Complex Module Docs/ Folder Guide
Complex modules like auth, verify, and logger need deeper documentation than fits comfortably in a README. This guide defines the docs/ folder structure and content patterns for these modules.
When to Create a docs/ Folder
Create a docs/ folder when your module has:
- Multiple storage backends with different configuration needs
- Complex data model with 10+ record fields
- Framework integrations (Express, Lambda, etc.) that need detailed setup
- Security considerations that need explanation (encryption, token handling)
- Advanced configuration options beyond basic setup
Don't create a docs/ folder for:
- Simple utility modules (utils, debug, time)
- Thin wrapper modules (sql-* adapters)

- _Stated problem 1_:
Repeat the docs/ folder guide word for word, starting with "When to Create" and going on through "(utils, debug, time)".
- _Stated problem 2_:
Go on with the docs/ folder guide from the point where it stops.

- _Information provided_:
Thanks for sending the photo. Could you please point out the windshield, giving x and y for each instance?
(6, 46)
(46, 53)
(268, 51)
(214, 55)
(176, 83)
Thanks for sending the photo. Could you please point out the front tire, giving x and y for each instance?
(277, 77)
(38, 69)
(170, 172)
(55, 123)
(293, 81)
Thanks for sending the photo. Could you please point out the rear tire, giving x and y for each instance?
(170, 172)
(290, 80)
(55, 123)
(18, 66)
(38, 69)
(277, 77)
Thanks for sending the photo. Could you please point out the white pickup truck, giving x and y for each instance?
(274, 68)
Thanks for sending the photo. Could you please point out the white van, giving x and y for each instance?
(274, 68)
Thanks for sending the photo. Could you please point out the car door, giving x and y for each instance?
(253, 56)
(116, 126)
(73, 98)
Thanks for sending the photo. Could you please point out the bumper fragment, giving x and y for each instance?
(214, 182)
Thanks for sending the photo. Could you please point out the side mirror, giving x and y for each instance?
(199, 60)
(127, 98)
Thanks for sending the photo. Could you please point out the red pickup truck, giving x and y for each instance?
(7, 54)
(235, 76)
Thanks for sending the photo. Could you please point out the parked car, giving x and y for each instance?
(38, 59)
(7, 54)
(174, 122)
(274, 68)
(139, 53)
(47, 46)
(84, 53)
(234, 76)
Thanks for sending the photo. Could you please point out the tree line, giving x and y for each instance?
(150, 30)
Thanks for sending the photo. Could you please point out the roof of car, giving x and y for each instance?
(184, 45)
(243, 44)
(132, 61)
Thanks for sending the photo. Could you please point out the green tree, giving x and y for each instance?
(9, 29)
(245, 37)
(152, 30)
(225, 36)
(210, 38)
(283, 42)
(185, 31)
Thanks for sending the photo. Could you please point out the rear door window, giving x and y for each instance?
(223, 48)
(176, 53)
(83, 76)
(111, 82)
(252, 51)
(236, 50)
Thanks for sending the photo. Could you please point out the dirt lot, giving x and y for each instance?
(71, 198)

- _Output 1_:
When to Create a docs/ Folder
Create a docs/ folder when your module has:
- Multiple storage backends with different configuration needs
- Complex data model with 10+ record fields
- Framework integrations (Express, Lambda, etc.) that need detailed setup
- Security considerations that need explanation (encryption, token handling)
- Advanced configuration options beyond basic setup
Don't create a docs/ folder for:
- Simple utility modules (utils, debug, time)

- _Output 2_:
- Single-purpose modules with minimal config
docs/ Folder Structure
module-name/
README.md # Overview, quick start, basic API
docs/
_config.yml # (Optional) If using GitHub Pages
data-model.md # Record fields, data types, design rationale
configuration.md # Deep config reference
integration-express.md # Express.js setup
integration-lambda.md # AWS Lambda setup
storage-adapters.md # Backend comparison, selection guide
{feature}-guide.md # Feature-specific deep diveFile Contents
data-model.md
Purpose: Explain every field in the record, why it exists, and how to use it correctly.
Structure:
# Data Model
## Core Concepts
Define the domain terms:
- **Tenant** — what it is, why it matters, examples
- **Actor** — what it is, actor_type vs actor_id
- **Entity** — for logger-style modules
- **Token/Code/Session** — the thing being stored
## Record Fields
| Field | Type | Set by | Description |
|-------|------|--------|-------------|
| `field_name` | `String` | caller/module | What it is, constraints, example values |
## Field Groups
Group related fields:
- Identity fields (who)
- Timing fields (when)
- Client/device fields (what)
- Custom data guidance
## Design Decisions
Explain why things are the way they are:
- Why this primary key structure?
- Why these field names?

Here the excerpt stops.